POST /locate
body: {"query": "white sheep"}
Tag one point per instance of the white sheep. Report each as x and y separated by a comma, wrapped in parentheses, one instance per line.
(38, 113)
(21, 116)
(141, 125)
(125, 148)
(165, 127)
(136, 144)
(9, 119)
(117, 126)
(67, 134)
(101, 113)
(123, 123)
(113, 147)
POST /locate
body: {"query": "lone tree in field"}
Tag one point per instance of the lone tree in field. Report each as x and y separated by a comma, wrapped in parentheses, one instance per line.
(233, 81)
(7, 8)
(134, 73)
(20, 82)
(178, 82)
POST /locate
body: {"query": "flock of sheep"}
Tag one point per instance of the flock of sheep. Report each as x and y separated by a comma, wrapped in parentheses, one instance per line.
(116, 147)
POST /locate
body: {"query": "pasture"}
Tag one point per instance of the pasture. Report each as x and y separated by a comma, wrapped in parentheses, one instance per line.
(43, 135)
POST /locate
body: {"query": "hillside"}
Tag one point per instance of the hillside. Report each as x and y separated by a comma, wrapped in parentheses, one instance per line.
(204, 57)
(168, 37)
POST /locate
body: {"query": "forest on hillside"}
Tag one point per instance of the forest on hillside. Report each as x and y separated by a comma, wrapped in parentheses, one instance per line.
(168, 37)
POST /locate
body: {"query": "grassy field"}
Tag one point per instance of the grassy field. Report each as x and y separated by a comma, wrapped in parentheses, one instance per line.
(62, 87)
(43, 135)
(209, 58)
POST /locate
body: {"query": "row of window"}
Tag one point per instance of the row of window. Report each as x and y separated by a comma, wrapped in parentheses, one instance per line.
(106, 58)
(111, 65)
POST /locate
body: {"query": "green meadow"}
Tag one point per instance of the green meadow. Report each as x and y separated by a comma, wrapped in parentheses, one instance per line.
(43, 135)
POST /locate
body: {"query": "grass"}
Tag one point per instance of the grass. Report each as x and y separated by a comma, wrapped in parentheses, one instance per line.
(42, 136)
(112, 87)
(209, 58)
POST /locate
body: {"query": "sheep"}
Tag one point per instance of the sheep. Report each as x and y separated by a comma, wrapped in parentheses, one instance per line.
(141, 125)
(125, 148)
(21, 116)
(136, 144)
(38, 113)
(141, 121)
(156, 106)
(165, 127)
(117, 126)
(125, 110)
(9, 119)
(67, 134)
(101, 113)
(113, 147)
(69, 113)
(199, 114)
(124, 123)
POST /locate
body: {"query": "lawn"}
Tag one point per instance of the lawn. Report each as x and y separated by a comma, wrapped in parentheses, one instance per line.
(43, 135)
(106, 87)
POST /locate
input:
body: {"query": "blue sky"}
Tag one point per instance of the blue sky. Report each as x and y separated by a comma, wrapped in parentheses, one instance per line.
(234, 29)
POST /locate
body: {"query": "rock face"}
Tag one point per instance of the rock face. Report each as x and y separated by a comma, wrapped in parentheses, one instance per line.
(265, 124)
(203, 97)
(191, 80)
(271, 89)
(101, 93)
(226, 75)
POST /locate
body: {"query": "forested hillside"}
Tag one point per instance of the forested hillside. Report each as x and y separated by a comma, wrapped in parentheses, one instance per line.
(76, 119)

WORK TO BE COMPLETED: Repeat all the entries word for word.

FULL RESPONSE:
POST /locate
body: {"query": "white sheep"}
Tag one point per instance of the white sheep. Report each as x and y separated by a comma, wrapped in parentheses, one instance per line.
(38, 113)
(21, 116)
(141, 125)
(125, 148)
(165, 127)
(136, 144)
(9, 119)
(117, 126)
(67, 134)
(101, 113)
(123, 123)
(113, 147)
POST /locate
body: {"query": "lone tree in field"}
Tag one point per instance of the lone tree in field. Report each as x and y separated by a comma, wrapped in parentheses, one instance per line.
(233, 81)
(7, 8)
(134, 73)
(20, 82)
(178, 82)
POST /locate
body: {"query": "flock of sheep"}
Tag one point per instance of the flock of sheep. Report each as x and y separated by a comma, wrapped in parentheses, one instance per line.
(116, 147)
POST /locate
body: {"query": "pasture"}
Tag one point per instance of the pasture. Report each as x and y separated by a comma, wrapped in parentheses, one instance per line.
(43, 135)
POST /locate
body: {"query": "hillside"}
Tag one point per instance of the hillside. Report each as x and y separated by a comma, wrapped in parentheses, one instance per line.
(204, 57)
(168, 37)
POST /locate
body: {"query": "forest on hillside"}
Tag one point per instance of the forest on hillside. Report each as x and y separated by a comma, wrapped in parentheses, one instance per line.
(168, 37)
POST /locate
body: {"query": "grassy field"}
Tag one point per instance of the grassy field. Report each as x and y separated by a comma, wrapped in parentheses, one instance per line.
(62, 87)
(43, 135)
(209, 58)
POST /locate
body: {"query": "row of window"}
Tag one point per instance of the row of window. Report each as x and y separated by a comma, wrapped in parentheses, one instance per line.
(106, 58)
(111, 65)
POST /locate
body: {"query": "green meadow"}
Tag one point per instance of the green meadow. Report each as x and y separated by a comma, wrapped in parentheses, one instance per line.
(43, 135)
POST /locate
body: {"query": "grass"}
Tag one point per instance of the grass. Report each as x and y separated by a comma, wrapped in parentheses, one instance per line.
(42, 136)
(112, 87)
(209, 58)
POST /locate
body: {"query": "sheep"}
Tag one point per instance of the sheep. Report each as x and y separated by a comma, wrapped in parentheses, one instance per line.
(141, 125)
(125, 148)
(21, 116)
(136, 144)
(38, 113)
(141, 121)
(156, 106)
(165, 127)
(117, 126)
(125, 110)
(9, 119)
(67, 134)
(101, 113)
(113, 147)
(69, 113)
(199, 114)
(124, 123)
POST /locate
body: {"query": "lawn"}
Tag one point per instance of the lawn. Report each as x and y separated by a comma, wrapped in parentheses, one instance per line.
(43, 135)
(106, 87)
POST /locate
input:
body: {"query": "blue sky"}
Tag one point per instance of the blue sky. Report each as x and y separated by a comma, wrapped in parentheses, one instance per line.
(234, 29)
POST /locate
body: {"query": "rock face"}
Tag one point per instance of the rock face. Report each as x and y separated by a comma, wrapped in parentheses, one instance per line.
(265, 124)
(203, 97)
(191, 80)
(271, 89)
(101, 93)
(226, 75)
POST /locate
body: {"query": "forested hillside"}
Tag one point per instance of the forested hillside. Report each as x and y separated by a comma, wrapped in parentheses, one instance per line.
(76, 119)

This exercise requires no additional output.